Throughout the ages, words have inspired, have articulated, have illuminated, have challenged and expressed.  Words are the medium by which we explain and wrangle new insights from the world around us.  Without language, we perhaps would be unable to progress scientifically. There is nothing more beautiful to me that a well articulated thought. Words turn me on.

Which leads me to music. William Congreve, in The Mourning Bride, 1697 declared:

Musick has Charms to sooth a savage Breast,
To soften Rocks, or bend a knotted Oak.

 We concur. Music has soothed me in troubled times…has stirred faith in uncertain times.. has energised me when I needed it…has expressed my deepest feelings when I’ve felt inarticulate…has given vent to violent emotions of anger and hurt. Music has also simply connected at a very soulish level and allowed me to simply derive absolute pleasure.

There were times when I sang this simple church chorus and got life…strength to progress to the next moment:

“You are not a God created by human hands….
You are God alone…”

There are moments when I feel the need to channel my inner gangster against The Man and in those instances Dr. Dre and Snoop Dogg’s “Ain’t Nuthin but a G Thang” becomes my anthem.

And there are songs that express my feelings of love and my need for physical satisfaction way more eloquently than I ever could: Let’s Stay Together, Sexual Healing, Would you Mind, Rock me Tonight….

Is it the lyrics? What role do the melody and the beat play?
One may argue that it is the lyrics (words) that are the agents of hope for tomorrow. Even if this is so, it is melody that provides a vehicle by which we internalise and take on these lyrics that take life within us.  And I cannot ignore the rhythm.  I am no musicologist, but I can certainly declare the effect on my emotions and feelings of certain rhythms, certain beats… the pulsating sexuality of Sexual Healing and Bump and Grind, the bounce of Show and Tell, the slow grind of That’s the Way  Love Goes and the gotta-get-up and dance of Got to be real for example.

Melody, by and of itself, also gives life. Think. There is an almost acoustic version of the Taxi rhythm, with a dominant piano presence that forces me to stop and revel in the rhythmic beat and hypnotic riffs of what is arguably one of the baddest reggae rhythms in life. The first movement of the Sonata Pathetique by Beethoven, which I heard for the first time as as 13 year old doing piano lessons struck, impressed, impassioned me in such a visceral, organic way that I attempted to learn it…Beethoven remains my favourite classical composer. I sense turbulence and passion throbbing beneath his distinct, beautiful melodies that somehow connects with my own deep running undercurrents, almost invisible to passersby in the face of a seemingly together facade on the surface…

I am not qualified to dissect the impact of melody and rhythm and lyrics in the total construct that we define as music and quantify their relative impact. I can only share with you what music as a whole does for me.

So let’s go back to the original question: “We accept that the world today is a better place than it was during the era of the Cavemen.  Is it this way because of scientific advances or because of the arts…use of language specifically?”

As I contemplated this question I chuckled to myself this afternoon as I made my way home.  Last night we enjoyed the best of R&B music at the Soul in the Sun music festival in Montego Bay, Jamaica.  Peabo Bryon, Jeffery Osbourne and Freddie Jackon stirred my soul. I was literally on my feet from 7pm until 2:30 am when we left. I was the designated driver who did the 3 hour commute back home, windows wide open, radio on to prevent me from falling asleep at the wheel. It was totally worth it. I grooved. I rocked. I felt.  Why was it so important to me to rank art vs science? Isn’t it obvious that they both can and should co-exist as equals? That there is no science without art.. that none is better than the other… That as humans we are indeed multi-dimensional, housers of both the Scientist and the Artist. The Scientist cannot work without the Artist giving him a voice and inspiration. The Artist will not survive without the benefits emanating from the Scientist’s work.

**QUESTIONS:**
1. According to the text on words and music, who is the writer's favorite classical composer?
2. Do these statements agree with the text on words and music? Answer yes or no for each, quoting the words that decide it. (a) The Soul in the Sun festival was held in Montego Bay, Jamaica. (b) The writer claims to be a musicologist. (c) The writer drove home with the car windows closed.
Answer using only the text on words and music.

**DATA:**
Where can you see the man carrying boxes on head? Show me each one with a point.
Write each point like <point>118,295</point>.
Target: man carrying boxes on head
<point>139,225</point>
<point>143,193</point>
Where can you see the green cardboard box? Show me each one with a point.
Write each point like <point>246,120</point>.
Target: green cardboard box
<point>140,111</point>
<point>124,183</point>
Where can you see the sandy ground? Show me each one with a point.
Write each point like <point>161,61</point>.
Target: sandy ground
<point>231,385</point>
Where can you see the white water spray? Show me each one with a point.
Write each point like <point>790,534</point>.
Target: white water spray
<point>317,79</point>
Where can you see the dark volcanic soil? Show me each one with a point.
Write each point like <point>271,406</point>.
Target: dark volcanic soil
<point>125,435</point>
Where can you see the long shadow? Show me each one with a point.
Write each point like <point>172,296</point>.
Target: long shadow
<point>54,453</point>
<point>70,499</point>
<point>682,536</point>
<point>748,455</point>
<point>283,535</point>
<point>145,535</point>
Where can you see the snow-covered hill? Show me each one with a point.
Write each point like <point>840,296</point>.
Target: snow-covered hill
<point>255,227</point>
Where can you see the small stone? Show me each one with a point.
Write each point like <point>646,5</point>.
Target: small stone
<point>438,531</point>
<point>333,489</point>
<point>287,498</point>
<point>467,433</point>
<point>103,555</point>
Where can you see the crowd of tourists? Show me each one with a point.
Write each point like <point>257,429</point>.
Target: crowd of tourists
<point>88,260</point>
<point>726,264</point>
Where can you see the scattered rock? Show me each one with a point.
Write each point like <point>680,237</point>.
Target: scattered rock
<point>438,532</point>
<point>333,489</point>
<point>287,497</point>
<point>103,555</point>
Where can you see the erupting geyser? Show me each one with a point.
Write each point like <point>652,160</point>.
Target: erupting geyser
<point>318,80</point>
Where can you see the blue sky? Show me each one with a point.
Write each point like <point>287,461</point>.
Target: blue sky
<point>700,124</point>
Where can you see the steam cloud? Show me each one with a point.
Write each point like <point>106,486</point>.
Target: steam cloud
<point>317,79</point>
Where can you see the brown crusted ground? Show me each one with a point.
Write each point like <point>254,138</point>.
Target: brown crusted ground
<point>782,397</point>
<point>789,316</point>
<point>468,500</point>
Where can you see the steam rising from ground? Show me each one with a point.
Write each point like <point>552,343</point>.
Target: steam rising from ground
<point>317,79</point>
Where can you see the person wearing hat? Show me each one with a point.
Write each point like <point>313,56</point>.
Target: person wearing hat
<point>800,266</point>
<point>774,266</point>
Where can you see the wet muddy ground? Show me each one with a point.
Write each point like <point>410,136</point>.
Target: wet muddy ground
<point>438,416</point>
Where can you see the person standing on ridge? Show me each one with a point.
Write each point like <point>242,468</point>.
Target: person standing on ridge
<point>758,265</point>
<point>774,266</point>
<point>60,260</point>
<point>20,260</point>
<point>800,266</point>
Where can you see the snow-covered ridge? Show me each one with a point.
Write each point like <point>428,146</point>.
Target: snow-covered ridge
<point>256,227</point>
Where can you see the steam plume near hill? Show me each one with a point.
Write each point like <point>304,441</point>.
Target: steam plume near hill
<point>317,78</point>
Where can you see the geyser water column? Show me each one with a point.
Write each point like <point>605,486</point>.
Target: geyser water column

**TASK RESULTS:**
1. Beethoven.

2.
(a) Yes: "the Soul in the Sun music festival in Montego Bay, Jamaica"
(b) No: "I am no musicologist"
(c) No: "windows wide open"